Marcus Belke, Geschäftsführer der Deutschen Post SignTrust, sieht
die Einführung des Gütezeichens für akkreditierte
Zertifizierungsdiensteanbieter als wichtigste Neuerung an, da es
"für die Nutzer transparent macht, wann sie echte
Sicherheit einkaufen." Überdies brauche man nun dringend
die Verabschiedung des Schriftformänderungsgesetzes und die
neuen Verwaltungsverfahrensvorschriften.
Lukas Gundermann kommentiert für das Unabhängige Landeszentrum für
Datenschutz Schleswig-Holstein: "Aus der Sicht das
Datenschutzes ist die Neufassung des Signaturgesetzes insgesamt
gelungen. Es stellt einen geschickten Ansatz dar, das hohe
Sicherheitsniveau des alten Gesetzes durch das neue Instrument des
akkreditierten Zertifizierungsdiensteanbieters weiterleben zu
lassen. Unter dem Aspekt der Datenvermeidung ist es zu
begrüßen, dass die Möglichkeit zur Ausstellung von
pseudonymen Zertifikaten beibehalten wurde. Nach neuem Recht wurde
die Aufdeckung der wahren Identität des Pseudonyminhabers
vereinfacht; sie ist jetzt auch im Rahmen eines gerichtlichen
Verfahrens möglich. Dies wird hoffentlich eine
größere Zahl von Anbietern dazu bringen, auch im Rahmen
von vertraglichen Transaktionen Signaturen zu akzeptieren, die
unter Pseudonym abgegeben wurden."
########################################
• **Gestellte Aufgabe 1**:
Beantworte zum Auszug über die Neufassung des Signaturgesetzes:
(a) Welche Neuerung sieht Marcus Belke als die wichtigste an?
(b) Für welche Einrichtung gibt Lukas Gundermann seinen Kommentar ab?
(c) In welchem Rahmen ist die Aufdeckung der wahren Identität des Pseudonyminhabers nach neuem Recht jetzt ebenfalls möglich?

• **Auszüge aus Datensatz**:
########################################
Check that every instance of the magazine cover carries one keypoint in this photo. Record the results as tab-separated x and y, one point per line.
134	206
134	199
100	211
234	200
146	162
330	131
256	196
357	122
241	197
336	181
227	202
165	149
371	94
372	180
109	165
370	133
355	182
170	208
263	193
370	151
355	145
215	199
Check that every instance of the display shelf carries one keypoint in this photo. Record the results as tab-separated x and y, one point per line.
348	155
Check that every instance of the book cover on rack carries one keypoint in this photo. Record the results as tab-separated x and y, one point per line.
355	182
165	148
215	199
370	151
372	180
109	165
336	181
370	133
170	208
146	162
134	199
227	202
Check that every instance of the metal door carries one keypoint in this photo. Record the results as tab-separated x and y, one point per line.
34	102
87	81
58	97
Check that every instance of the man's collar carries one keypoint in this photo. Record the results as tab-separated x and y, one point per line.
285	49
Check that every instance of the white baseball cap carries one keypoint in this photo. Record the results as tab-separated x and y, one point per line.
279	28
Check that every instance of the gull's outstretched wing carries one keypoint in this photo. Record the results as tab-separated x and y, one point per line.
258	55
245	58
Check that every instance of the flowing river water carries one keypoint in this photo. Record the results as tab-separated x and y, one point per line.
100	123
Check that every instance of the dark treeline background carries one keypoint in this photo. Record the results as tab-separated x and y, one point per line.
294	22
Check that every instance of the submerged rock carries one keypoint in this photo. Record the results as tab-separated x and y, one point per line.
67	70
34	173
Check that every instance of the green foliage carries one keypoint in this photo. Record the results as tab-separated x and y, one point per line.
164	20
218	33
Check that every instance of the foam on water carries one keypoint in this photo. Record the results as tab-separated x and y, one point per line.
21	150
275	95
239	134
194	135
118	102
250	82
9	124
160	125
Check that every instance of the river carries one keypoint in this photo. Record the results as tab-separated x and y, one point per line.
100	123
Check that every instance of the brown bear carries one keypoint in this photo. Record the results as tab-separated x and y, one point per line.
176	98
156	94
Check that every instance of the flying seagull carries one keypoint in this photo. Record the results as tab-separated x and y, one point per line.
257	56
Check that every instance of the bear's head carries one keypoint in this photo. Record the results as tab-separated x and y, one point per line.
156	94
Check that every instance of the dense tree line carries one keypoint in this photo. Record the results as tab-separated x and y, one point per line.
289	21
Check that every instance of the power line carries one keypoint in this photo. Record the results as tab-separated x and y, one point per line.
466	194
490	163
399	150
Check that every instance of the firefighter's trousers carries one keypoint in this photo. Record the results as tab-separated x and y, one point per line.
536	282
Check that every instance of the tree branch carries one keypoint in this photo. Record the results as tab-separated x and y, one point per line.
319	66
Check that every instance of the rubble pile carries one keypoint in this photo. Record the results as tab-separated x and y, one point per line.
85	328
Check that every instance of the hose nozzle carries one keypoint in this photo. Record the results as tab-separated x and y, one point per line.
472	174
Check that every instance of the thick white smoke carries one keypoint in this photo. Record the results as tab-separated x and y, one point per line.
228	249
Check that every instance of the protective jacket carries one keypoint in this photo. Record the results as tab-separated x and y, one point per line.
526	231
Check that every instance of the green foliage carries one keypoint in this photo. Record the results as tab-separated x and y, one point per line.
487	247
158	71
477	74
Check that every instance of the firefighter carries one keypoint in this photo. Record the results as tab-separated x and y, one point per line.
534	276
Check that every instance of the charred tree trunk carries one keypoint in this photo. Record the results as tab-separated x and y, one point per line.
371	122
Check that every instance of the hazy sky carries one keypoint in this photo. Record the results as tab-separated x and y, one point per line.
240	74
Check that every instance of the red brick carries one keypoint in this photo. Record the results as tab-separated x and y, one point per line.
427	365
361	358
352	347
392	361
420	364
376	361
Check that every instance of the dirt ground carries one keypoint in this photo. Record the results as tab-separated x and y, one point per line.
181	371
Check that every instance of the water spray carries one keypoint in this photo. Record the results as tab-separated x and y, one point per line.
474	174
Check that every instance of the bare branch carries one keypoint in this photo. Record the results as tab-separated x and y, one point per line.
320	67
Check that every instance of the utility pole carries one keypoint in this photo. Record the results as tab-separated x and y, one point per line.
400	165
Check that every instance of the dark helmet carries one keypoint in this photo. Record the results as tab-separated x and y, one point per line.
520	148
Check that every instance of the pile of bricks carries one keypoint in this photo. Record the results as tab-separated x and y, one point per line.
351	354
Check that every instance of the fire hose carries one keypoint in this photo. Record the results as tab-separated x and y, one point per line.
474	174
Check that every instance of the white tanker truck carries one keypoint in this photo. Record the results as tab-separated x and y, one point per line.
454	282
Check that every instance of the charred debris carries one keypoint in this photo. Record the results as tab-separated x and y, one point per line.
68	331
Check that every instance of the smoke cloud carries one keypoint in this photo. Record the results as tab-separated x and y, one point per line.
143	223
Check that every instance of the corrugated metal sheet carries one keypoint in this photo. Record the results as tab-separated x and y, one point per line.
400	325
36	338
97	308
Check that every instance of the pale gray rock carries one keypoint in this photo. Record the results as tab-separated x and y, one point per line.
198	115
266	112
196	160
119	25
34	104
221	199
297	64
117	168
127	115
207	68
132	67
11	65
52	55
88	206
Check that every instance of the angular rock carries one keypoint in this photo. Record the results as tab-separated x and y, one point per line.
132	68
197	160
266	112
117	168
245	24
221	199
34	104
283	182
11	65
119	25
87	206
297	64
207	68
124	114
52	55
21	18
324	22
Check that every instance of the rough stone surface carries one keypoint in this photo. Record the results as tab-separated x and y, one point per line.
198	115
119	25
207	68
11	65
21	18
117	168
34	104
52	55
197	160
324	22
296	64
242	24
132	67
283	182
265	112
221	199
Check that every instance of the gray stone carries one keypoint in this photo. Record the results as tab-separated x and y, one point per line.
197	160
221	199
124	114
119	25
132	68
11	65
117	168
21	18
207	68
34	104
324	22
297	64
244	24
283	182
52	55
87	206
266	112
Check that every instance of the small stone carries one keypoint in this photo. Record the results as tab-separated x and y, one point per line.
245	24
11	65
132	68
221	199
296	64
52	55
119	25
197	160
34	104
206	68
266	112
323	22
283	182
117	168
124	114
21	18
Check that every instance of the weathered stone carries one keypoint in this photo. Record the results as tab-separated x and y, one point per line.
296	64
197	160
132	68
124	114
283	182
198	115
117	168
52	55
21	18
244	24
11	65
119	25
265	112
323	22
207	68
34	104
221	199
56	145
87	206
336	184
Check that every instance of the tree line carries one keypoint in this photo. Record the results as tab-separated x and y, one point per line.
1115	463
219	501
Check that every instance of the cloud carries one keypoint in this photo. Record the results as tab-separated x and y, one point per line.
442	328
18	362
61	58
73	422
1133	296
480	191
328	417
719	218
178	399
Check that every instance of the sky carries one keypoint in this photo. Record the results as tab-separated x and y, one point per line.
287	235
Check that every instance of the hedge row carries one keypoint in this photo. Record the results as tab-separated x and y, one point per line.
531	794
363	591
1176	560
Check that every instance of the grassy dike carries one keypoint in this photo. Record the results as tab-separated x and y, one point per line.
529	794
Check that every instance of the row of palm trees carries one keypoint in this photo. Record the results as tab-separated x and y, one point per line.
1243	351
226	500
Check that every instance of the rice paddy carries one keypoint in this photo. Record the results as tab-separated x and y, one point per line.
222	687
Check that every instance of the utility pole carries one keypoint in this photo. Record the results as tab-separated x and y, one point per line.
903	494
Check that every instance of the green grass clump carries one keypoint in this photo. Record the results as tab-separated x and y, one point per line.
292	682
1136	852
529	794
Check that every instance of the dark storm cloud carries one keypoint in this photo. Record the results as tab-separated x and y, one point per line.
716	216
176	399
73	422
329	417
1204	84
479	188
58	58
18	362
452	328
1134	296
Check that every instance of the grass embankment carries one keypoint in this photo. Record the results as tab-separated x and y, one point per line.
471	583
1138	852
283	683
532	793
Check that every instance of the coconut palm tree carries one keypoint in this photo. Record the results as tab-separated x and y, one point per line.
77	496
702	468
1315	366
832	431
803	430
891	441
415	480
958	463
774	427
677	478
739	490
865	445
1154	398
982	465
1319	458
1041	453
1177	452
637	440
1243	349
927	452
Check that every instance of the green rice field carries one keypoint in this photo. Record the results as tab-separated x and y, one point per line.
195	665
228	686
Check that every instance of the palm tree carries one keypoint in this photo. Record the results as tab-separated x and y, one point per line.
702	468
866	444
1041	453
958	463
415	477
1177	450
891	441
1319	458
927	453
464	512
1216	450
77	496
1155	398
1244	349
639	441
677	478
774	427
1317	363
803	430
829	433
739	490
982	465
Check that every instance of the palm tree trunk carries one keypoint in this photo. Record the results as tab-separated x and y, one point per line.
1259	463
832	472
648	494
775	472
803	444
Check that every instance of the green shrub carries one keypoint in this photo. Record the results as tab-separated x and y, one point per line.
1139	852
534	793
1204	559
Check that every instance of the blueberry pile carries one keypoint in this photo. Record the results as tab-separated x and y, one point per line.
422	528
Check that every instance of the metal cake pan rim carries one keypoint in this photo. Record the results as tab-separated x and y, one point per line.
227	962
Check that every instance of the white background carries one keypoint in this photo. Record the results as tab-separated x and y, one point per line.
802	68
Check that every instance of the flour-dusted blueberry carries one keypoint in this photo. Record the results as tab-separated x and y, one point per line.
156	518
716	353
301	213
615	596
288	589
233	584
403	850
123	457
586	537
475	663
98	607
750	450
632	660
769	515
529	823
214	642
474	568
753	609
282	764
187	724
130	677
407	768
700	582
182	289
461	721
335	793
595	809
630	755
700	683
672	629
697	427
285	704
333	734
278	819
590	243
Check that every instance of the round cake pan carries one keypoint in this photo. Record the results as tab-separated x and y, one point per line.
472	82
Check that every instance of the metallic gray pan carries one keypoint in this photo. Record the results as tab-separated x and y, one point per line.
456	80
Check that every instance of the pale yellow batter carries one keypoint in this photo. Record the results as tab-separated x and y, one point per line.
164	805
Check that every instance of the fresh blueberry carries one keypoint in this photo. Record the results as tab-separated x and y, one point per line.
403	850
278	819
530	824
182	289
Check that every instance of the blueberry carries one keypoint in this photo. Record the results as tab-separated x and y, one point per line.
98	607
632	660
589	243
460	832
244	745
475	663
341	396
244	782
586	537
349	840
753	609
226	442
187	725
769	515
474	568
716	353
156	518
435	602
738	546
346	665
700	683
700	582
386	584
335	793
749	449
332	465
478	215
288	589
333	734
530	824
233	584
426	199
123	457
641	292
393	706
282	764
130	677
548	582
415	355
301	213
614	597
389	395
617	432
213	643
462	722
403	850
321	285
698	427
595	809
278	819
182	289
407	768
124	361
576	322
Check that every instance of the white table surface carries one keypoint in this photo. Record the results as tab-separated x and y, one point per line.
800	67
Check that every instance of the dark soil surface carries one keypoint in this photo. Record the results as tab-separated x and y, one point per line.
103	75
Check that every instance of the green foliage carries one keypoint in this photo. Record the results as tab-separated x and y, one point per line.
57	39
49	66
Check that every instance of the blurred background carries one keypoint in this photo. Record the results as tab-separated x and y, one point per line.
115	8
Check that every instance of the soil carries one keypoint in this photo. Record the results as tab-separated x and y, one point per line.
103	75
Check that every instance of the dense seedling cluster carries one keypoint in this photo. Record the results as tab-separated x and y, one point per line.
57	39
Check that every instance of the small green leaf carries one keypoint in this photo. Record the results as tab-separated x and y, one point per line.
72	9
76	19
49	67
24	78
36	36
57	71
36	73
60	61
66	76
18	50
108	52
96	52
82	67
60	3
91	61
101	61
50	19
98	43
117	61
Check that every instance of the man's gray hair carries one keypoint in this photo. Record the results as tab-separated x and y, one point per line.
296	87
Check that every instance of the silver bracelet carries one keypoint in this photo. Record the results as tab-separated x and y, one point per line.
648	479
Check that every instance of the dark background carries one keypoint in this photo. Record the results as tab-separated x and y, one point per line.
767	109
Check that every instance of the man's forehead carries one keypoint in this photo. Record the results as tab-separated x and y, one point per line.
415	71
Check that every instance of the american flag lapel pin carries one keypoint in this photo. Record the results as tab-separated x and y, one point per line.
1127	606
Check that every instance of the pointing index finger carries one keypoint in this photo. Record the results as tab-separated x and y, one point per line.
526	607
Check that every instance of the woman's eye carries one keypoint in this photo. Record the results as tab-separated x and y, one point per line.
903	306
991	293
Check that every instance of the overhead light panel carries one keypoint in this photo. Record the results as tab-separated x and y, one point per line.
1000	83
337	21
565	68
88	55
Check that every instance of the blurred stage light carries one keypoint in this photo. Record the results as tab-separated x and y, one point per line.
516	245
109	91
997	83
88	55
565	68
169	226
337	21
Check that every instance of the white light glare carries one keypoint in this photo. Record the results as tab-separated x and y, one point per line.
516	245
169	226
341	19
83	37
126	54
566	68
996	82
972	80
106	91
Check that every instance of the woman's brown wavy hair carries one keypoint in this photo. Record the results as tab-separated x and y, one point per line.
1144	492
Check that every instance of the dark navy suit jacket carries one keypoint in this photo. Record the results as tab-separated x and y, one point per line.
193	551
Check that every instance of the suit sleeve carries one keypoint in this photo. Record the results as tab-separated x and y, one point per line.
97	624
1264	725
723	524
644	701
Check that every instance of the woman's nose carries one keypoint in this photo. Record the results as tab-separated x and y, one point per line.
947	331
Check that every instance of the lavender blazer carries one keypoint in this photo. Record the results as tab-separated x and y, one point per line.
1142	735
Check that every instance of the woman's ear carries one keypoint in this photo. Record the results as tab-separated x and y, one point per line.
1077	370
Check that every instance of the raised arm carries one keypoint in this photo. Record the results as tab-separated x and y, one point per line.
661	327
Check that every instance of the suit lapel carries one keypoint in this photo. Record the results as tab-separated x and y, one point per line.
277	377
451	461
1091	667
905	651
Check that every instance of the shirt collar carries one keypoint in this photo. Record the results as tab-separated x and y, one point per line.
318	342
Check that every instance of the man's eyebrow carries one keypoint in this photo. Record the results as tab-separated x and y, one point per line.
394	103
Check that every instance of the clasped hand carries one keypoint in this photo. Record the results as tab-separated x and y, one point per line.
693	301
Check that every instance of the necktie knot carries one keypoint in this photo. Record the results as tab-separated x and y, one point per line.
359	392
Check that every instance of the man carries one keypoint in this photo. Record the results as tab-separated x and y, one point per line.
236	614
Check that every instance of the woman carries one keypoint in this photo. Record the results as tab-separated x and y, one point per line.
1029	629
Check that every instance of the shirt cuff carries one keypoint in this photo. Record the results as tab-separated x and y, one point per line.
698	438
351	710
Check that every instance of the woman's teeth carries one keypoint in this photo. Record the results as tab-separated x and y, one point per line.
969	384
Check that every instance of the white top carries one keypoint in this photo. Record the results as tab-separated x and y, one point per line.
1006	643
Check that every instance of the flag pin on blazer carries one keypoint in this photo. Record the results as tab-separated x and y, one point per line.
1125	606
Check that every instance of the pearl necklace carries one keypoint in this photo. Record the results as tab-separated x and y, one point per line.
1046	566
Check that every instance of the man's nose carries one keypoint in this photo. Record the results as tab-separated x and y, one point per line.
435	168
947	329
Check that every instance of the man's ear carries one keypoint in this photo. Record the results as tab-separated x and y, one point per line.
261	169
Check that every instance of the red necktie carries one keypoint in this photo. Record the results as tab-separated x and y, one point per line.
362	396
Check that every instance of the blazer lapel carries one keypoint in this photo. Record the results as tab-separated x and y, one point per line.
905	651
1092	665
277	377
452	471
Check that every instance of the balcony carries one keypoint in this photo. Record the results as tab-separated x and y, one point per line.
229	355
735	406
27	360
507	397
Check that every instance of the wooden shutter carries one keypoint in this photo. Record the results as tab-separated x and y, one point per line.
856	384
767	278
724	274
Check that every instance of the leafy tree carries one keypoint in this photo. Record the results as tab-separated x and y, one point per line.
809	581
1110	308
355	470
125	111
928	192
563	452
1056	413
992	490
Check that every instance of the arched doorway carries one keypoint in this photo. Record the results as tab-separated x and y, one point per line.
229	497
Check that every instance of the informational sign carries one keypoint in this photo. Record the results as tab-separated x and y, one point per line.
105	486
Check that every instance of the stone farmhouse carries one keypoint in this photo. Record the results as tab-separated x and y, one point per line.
########################################
• **Gestellte Aufgabe 2**: Sammle aus den Einträgen jede Zeile, in der das Wort "shirt" vorkommt, und gib diese Zeilen unverändert wieder.

• **Schriftliche Antwort 1**:
(a) Die Einführung des Gütezeichens für akkreditierte Zertifizierungsdiensteanbieter.
(b) Für das Unabhängige Landeszentrum für Datenschutz Schleswig-Holstein.
(c) Im Rahmen eines gerichtlichen Verfahrens.

• **Schriftliche Antwort 2**:
Check that every instance of the shirt collar carries one keypoint in this photo. Record the results as tab-separated x and y, one point per line.
Check that every instance of the shirt cuff carries one keypoint in this photo. Record the results as tab-separated x and y, one point per line.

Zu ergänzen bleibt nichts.